- _Task prompt_:
Without altering anything, repeat each of the records.
## begin Recorded information
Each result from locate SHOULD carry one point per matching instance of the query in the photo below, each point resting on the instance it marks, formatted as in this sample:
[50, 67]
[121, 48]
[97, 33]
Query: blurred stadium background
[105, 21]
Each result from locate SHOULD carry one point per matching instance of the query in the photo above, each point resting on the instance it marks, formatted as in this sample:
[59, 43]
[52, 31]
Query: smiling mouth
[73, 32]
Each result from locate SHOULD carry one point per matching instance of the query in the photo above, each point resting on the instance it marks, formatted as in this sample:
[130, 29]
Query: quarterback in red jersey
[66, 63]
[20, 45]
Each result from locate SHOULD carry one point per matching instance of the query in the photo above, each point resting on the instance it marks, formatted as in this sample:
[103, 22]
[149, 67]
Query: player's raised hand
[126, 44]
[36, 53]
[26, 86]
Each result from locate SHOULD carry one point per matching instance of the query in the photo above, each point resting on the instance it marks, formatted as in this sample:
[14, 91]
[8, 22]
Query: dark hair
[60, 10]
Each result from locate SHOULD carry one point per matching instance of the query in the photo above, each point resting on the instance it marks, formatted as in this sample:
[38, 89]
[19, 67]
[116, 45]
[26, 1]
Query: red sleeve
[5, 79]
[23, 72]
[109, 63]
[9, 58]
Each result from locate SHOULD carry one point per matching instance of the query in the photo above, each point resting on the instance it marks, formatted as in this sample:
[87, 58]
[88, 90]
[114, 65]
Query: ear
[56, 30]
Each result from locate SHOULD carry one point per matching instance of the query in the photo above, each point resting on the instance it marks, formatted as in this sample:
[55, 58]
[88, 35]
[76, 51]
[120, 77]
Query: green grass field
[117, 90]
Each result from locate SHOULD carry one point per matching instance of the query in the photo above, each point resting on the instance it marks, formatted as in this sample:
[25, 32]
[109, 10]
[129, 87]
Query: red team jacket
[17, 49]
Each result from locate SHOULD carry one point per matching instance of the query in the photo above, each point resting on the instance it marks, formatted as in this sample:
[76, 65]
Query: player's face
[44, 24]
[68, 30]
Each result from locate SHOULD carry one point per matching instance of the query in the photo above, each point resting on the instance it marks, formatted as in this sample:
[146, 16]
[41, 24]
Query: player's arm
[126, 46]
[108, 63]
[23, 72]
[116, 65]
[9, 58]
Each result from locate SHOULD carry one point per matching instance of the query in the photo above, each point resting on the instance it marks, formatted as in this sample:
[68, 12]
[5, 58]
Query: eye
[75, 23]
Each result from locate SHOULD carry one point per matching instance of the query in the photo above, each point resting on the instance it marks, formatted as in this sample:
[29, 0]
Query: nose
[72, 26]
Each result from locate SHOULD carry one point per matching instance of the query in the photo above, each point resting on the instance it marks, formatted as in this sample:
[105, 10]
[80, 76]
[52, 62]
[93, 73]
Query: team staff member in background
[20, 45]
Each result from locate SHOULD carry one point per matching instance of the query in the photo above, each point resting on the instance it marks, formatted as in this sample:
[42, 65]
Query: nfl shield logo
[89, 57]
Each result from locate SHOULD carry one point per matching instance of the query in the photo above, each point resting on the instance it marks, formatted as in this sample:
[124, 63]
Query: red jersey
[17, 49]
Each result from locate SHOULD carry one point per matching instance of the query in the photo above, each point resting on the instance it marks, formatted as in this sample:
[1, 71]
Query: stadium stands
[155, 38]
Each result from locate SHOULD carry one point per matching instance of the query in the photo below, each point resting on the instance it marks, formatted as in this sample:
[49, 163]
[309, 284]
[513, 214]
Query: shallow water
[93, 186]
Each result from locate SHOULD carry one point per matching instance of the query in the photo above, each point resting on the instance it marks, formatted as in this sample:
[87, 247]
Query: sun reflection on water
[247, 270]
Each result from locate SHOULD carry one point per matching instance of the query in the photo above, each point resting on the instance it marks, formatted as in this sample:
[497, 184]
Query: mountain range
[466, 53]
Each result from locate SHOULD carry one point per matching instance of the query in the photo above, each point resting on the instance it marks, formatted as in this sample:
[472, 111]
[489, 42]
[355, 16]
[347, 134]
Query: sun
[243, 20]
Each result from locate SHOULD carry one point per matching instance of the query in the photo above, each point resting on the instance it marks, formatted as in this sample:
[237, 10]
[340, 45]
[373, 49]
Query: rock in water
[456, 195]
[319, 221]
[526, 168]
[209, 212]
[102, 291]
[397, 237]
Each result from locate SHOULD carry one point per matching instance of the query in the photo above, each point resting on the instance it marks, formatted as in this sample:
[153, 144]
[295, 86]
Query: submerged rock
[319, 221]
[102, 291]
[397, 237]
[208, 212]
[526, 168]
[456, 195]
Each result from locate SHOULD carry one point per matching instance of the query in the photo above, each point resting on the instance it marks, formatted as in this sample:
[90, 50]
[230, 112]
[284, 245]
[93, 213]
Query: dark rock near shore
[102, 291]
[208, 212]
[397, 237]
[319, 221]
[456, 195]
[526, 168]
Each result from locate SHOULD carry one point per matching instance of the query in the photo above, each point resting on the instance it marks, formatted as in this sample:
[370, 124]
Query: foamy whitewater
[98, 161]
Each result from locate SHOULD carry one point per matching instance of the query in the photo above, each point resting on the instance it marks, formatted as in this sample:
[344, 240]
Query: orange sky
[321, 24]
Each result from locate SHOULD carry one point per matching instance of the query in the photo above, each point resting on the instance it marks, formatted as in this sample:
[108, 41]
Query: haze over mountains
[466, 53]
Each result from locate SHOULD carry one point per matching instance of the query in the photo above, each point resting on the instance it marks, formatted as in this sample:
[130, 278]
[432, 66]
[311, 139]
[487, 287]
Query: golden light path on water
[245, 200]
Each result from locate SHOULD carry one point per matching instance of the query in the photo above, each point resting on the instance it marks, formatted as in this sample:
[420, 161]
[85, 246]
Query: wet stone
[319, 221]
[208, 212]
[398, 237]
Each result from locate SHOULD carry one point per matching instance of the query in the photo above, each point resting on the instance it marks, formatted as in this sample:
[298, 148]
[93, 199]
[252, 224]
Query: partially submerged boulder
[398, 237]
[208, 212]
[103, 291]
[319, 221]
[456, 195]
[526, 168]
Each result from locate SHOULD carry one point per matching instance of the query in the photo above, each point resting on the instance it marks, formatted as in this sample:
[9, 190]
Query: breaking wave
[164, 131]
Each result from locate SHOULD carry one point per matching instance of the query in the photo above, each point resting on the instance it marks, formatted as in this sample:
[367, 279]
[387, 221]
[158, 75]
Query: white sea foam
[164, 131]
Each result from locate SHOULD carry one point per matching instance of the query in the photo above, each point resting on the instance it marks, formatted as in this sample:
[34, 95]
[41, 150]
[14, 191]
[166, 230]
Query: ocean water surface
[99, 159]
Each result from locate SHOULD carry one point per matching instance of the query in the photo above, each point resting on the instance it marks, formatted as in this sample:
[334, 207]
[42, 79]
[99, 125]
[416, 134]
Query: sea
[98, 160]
## end Recorded information
- _Problem solution_:
Each result from locate SHOULD carry one point per matching instance of the query in the photo below, each point resting on the instance it marks, formatted as in this sample:
[50, 67]
[121, 48]
[97, 33]
Query: blurred stadium background
[105, 21]
Each result from locate SHOULD carry one point per matching instance of the query in the photo above, each point resting on the instance it marks, formatted as in this sample:
[59, 43]
[52, 31]
Query: smiling mouth
[73, 32]
Each result from locate SHOULD carry one point per matching instance of the query in the photo above, each point resting on the instance it marks, formatted as in this sample:
[130, 29]
Query: quarterback in red jersey
[66, 63]
[20, 45]
Each result from locate SHOULD carry one point per matching instance of the query in the photo above, each point resting on the instance it marks, formatted as in this sample:
[103, 22]
[149, 67]
Query: player's raised hand
[126, 44]
[36, 53]
[26, 86]
Each result from locate SHOULD carry one point per matching instance of the query in the photo above, each point resting on the instance it marks, formatted as in this sample:
[14, 91]
[8, 22]
Query: dark hair
[60, 10]
Each result from locate SHOULD carry one point per matching instance of the query in the photo above, each point resting on the instance it marks, formatted as in this sample:
[38, 89]
[19, 67]
[116, 45]
[26, 1]
Query: red sleeve
[5, 79]
[23, 72]
[109, 63]
[9, 58]
Each result from locate SHOULD carry one point per matching instance of the query in the photo above, each point resting on the instance it marks, formatted as in this sample:
[87, 58]
[88, 90]
[114, 65]
Query: ear
[56, 30]
Each result from locate SHOULD carry one point per matching instance of the query in the photo above, each point resting on the instance it marks, formatted as in this sample:
[55, 58]
[88, 35]
[76, 51]
[120, 77]
Query: green grass field
[117, 90]
Each result from locate SHOULD carry one point per matching instance of the query in the photo above, each point resting on the instance it marks, formatted as in this sample:
[25, 32]
[109, 10]
[129, 87]
Query: red team jacket
[17, 49]
Each result from locate SHOULD carry one point per matching instance of the query in the photo above, each point resting on the instance it marks, formatted as in this sample:
[76, 65]
Query: player's face
[44, 24]
[68, 30]
Each result from locate SHOULD carry one point per matching instance of the query in the photo above, each point resting on the instance it marks, formatted as in this sample:
[146, 16]
[41, 24]
Query: player's arm
[126, 46]
[108, 63]
[23, 72]
[116, 65]
[9, 58]
Each result from locate SHOULD carry one point per matching instance of the query in the photo above, each point resting on the instance it marks, formatted as in this sample:
[68, 12]
[5, 58]
Query: eye
[75, 23]
Each result from locate SHOULD carry one point per matching instance of the query in the photo above, each point resting on the instance it marks, formatted as in this sample:
[29, 0]
Query: nose
[72, 26]
Each result from locate SHOULD carry one point per matching instance of the query in the photo above, each point resting on the instance it marks, formatted as in this sample:
[105, 10]
[80, 76]
[52, 62]
[93, 73]
Query: team staff member in background
[20, 45]
Each result from locate SHOULD carry one point per matching instance of the query in the photo above, each point resting on the instance it marks, formatted as in this sample:
[42, 65]
Query: nfl shield logo
[89, 57]
Each result from locate SHOULD carry one point per matching instance of the query in the photo above, each point resting on the instance it marks, formatted as in this sample:
[124, 63]
Query: red jersey
[17, 49]
Each result from locate SHOULD carry one point per matching instance of the query in the photo above, each point resting on the instance it marks, formatted as in this sample:
[1, 71]
Query: stadium stands
[155, 38]
Each result from locate SHOULD carry one point per matching instance of the query in the photo below, each point resting on the instance it marks, formatted as in this sample:
[49, 163]
[309, 284]
[513, 214]
Query: shallow water
[93, 186]
Each result from locate SHOULD carry one point per matching instance of the query in the photo above, each point resting on the instance it marks, formatted as in this sample:
[87, 247]
Query: sun reflection on water
[247, 270]
Each result from locate SHOULD carry one point per matching instance of the query in the photo above, each point resting on the instance it marks, formatted as in this sample:
[497, 184]
Query: mountain range
[466, 53]
Each result from locate SHOULD carry one point per matching instance of the query in the photo above, each point resting on the instance it marks, formatted as in this sample:
[472, 111]
[489, 42]
[355, 16]
[347, 134]
Query: sun
[243, 20]
Each result from locate SHOULD carry one point per matching instance of the query in the photo above, each point resting on the instance it marks, formatted as in this sample:
[237, 10]
[340, 45]
[373, 49]
Query: rock in water
[456, 195]
[319, 221]
[526, 168]
[209, 212]
[102, 291]
[397, 237]
Each result from locate SHOULD carry one point per matching instance of the query in the photo above, each point resting on the instance it marks, formatted as in this sample:
[153, 144]
[295, 86]
Query: submerged rock
[319, 221]
[102, 291]
[397, 237]
[208, 212]
[526, 168]
[456, 195]
Each result from locate SHOULD carry one point per matching instance of the query in the photo above, each point resting on the instance it marks, formatted as in this sample:
[90, 50]
[230, 112]
[284, 245]
[93, 213]
Query: dark rock near shore
[102, 291]
[208, 212]
[397, 237]
[319, 221]
[456, 195]
[526, 168]
Each result from locate SHOULD carry one point per matching instance of the query in the photo above, each point resting on the instance it marks, formatted as in this sample:
[370, 124]
Query: foamy whitewater
[98, 161]
Each result from locate SHOULD carry one point per matching instance of the query in the photo above, each point resting on the instance it marks, formatted as in this sample:
[344, 240]
Query: orange sky
[321, 24]
Each result from locate SHOULD carry one point per matching instance of the query in the photo above, each point resting on the instance it marks, formatted as in this sample:
[108, 41]
Query: haze over mountains
[466, 53]
Each result from locate SHOULD carry one point per matching instance of the query in the photo above, each point resting on the instance it marks, formatted as in this sample:
[130, 278]
[432, 66]
[311, 139]
[487, 287]
Query: golden light path on water
[245, 200]
Each result from locate SHOULD carry one point per matching instance of the query in the photo above, each point resting on the instance it marks, formatted as in this sample:
[420, 161]
[85, 246]
Query: wet stone
[319, 221]
[208, 212]
[398, 237]
Each result from locate SHOULD carry one point per matching instance of the query in the photo above, each point resting on the instance it marks, formatted as in this sample:
[298, 148]
[93, 199]
[252, 224]
Query: partially submerged boulder
[398, 237]
[208, 212]
[103, 291]
[319, 221]
[456, 195]
[526, 168]
Each result from locate SHOULD carry one point per matching instance of the query in the photo above, each point resting on the instance it marks, formatted as in this sample:
[9, 190]
Query: breaking wave
[164, 131]
Each result from locate SHOULD carry one point per matching instance of the query in the photo above, each point resting on the instance it marks, formatted as in this sample:
[367, 279]
[387, 221]
[158, 75]
Query: white sea foam
[164, 131]
Each result from locate SHOULD carry one point per matching instance of the query in the photo above, each point resting on the instance it marks, formatted as in this sample:
[34, 95]
[41, 150]
[14, 191]
[166, 230]
Query: ocean water surface
[99, 159]
Each result from locate SHOULD carry one point per matching instance of the query in the photo above, each point resting on the instance it marks, formatted as in this sample:
[334, 207]
[42, 79]
[99, 125]
[416, 134]
Query: sea
[98, 160]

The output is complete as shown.